>> start Extracted material

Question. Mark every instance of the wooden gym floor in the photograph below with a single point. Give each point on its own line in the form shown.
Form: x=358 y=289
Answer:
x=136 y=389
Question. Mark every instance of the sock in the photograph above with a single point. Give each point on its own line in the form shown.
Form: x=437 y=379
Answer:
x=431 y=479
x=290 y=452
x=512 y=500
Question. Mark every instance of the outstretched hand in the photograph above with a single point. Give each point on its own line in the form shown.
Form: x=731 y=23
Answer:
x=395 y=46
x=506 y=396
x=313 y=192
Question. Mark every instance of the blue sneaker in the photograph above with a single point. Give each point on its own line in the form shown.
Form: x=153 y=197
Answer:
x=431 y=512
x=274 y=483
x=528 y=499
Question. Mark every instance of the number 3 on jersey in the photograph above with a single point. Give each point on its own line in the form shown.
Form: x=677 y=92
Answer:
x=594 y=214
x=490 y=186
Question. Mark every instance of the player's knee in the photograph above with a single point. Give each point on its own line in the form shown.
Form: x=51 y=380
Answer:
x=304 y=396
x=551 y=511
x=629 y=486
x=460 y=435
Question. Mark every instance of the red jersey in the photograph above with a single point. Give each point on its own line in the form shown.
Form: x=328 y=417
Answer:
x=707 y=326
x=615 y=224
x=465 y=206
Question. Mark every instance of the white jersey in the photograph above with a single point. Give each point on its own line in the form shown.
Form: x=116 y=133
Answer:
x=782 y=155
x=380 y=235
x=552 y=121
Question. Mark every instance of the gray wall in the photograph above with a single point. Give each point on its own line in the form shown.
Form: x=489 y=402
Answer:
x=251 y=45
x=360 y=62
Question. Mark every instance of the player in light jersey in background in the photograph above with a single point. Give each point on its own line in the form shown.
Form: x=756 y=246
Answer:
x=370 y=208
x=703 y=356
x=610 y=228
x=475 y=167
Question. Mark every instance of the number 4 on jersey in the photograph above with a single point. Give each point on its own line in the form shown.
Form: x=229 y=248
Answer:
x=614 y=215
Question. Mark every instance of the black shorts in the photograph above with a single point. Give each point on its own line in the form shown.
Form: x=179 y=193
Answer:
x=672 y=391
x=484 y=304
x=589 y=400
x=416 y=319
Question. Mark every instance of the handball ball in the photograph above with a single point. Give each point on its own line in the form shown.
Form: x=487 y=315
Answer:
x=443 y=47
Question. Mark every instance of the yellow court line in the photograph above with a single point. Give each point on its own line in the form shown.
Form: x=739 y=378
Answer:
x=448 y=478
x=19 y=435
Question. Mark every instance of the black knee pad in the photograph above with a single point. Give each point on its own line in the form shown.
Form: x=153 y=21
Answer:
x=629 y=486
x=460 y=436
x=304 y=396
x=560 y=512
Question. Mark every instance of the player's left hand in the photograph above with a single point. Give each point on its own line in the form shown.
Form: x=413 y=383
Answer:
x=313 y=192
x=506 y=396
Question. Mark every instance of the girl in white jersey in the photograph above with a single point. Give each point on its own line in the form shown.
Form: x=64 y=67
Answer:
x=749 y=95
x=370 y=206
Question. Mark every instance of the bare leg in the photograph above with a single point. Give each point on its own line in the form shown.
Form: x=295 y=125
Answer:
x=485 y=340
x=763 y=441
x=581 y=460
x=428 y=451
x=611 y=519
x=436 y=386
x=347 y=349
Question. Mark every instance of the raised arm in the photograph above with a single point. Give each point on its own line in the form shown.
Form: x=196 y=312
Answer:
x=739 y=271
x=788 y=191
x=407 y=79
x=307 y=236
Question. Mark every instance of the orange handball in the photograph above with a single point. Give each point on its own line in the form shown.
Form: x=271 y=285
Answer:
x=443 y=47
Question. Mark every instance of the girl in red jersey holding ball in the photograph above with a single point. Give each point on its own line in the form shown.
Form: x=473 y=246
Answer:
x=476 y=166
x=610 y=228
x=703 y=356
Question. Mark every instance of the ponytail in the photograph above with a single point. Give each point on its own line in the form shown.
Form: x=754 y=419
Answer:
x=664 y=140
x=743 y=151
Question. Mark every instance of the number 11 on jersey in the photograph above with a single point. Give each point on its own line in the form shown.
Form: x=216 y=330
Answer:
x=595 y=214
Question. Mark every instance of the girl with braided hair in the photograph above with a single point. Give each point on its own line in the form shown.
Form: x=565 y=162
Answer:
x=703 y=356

>> end Extracted material

▸ **Exercise goal**:
Reproduce every row above verbatim.

▸ **Expected output**:
Question. Mark every instance of the wooden gym floor in the photograph below with a single point. Give each point on its own line in the form shown.
Form: x=358 y=289
Answer:
x=136 y=389
Question. Mark every instance of the sock in the photograph above with a single point. Give each point on its own line in the form shown.
Form: x=437 y=379
Answer:
x=431 y=479
x=290 y=452
x=512 y=500
Question. Mark every instance of the outstretched hand in the photograph above with a single point. Give each point on its own line in the form shown.
Form: x=731 y=23
Answer:
x=395 y=46
x=506 y=396
x=313 y=192
Question. Mark every instance of the blue sneaker in the photograph above with a single point. Give each point on its own line in the form shown.
Form: x=153 y=197
Answer:
x=431 y=512
x=274 y=483
x=528 y=499
Question. Mark every instance of the number 3 on jersey in the photograph above with a single point. Give each point on its own line in the form shown.
Form: x=677 y=92
Answer:
x=594 y=214
x=490 y=186
Question. Mark every instance of the player's knee in the photograph above with a single point. Give each point on its own line in the form shown.
Form: x=51 y=380
Answer:
x=304 y=396
x=551 y=511
x=629 y=486
x=460 y=435
Question. Mark every instance of the red jersey in the photograph above with a single point. Give each point on its own line in the form shown.
Form: x=328 y=417
Answer:
x=707 y=326
x=615 y=224
x=465 y=206
Question. Mark every instance of the white jersey in the photograph above with a single point. Give each point on its own line in the form shown.
Form: x=116 y=133
Answer:
x=782 y=155
x=380 y=235
x=552 y=121
Question. Mark every instance of the gray wall in the photograph above with a single point. Give each point on its own line in the form shown.
Form: x=489 y=402
Answer:
x=251 y=45
x=360 y=62
Question. Mark every instance of the player in light jersey in background in the photograph above with a single point. Give each point on its own line in the form shown.
Form: x=756 y=246
Answer:
x=370 y=208
x=703 y=356
x=610 y=228
x=475 y=167
Question. Mark every instance of the number 4 on jersey in the photograph above with a single point. Give each point on its own line in the form shown.
Form: x=229 y=248
Answer:
x=614 y=215
Question. Mark every instance of the black shorts in the photograph above with a single point. Give each point on its own line in the form shown.
Form: x=179 y=193
Answer:
x=672 y=391
x=484 y=304
x=589 y=400
x=416 y=319
Question. Mark every instance of the handball ball in the photograph above with a single point. Give each point on its own line in the form shown.
Form: x=487 y=315
Answer:
x=443 y=47
Question. Mark every instance of the yellow court line in the photograph above with a single point. Give each point on its own line in the form shown.
Form: x=739 y=378
Answer:
x=448 y=478
x=19 y=435
Question. Mark every instance of the black knee pad in the photograph above with a single point. Give each point on its own line in the form shown.
Form: x=153 y=21
Answer:
x=629 y=486
x=460 y=436
x=304 y=396
x=560 y=512
Question. Mark every instance of the player's left hand in the photograph above with a single point. Give each point on its own line in the form shown.
Form: x=413 y=383
Answer:
x=313 y=192
x=506 y=396
Question. Mark every instance of the girl in white jersey in the photograph above with a single point. Give each point on its own line in the form shown.
Form: x=64 y=67
Answer:
x=749 y=95
x=370 y=206
Question. Mark every instance of the bare leg in the photograph above with a single point. Give each point on its own line in the form shown.
Form: x=295 y=125
Answer:
x=485 y=340
x=763 y=441
x=581 y=460
x=428 y=451
x=611 y=519
x=436 y=386
x=347 y=349
Question. Mark every instance of the raised arm in the photograph above with a single point. Give each point on its own line in the form shown.
Form: x=196 y=312
Answer:
x=739 y=271
x=788 y=191
x=407 y=79
x=307 y=236
Question. Mark every instance of the orange handball in the photograph above with a single point. Give each point on its own line in the form shown.
Form: x=271 y=285
Answer:
x=443 y=47
Question. Mark every instance of the girl in red jersey holding ball in the photograph above with a single point. Give each point on its own line in the form shown.
Form: x=473 y=246
Answer:
x=476 y=166
x=610 y=228
x=703 y=356
Question. Mark every instance of the ponytail in the photograph above with a single point. Give each point on its own line in the form shown.
Form: x=754 y=419
Answer:
x=664 y=140
x=743 y=151
Question. Mark every instance of the number 11 on jersey in the photograph above with a single point. Give each point on its own line in the form shown.
Form: x=216 y=330
Answer:
x=595 y=214
Question. Mark every instance of the girl with braided hair in the photograph above with a single point. Give each point on its own line in the form shown.
Form: x=565 y=162
Answer:
x=703 y=356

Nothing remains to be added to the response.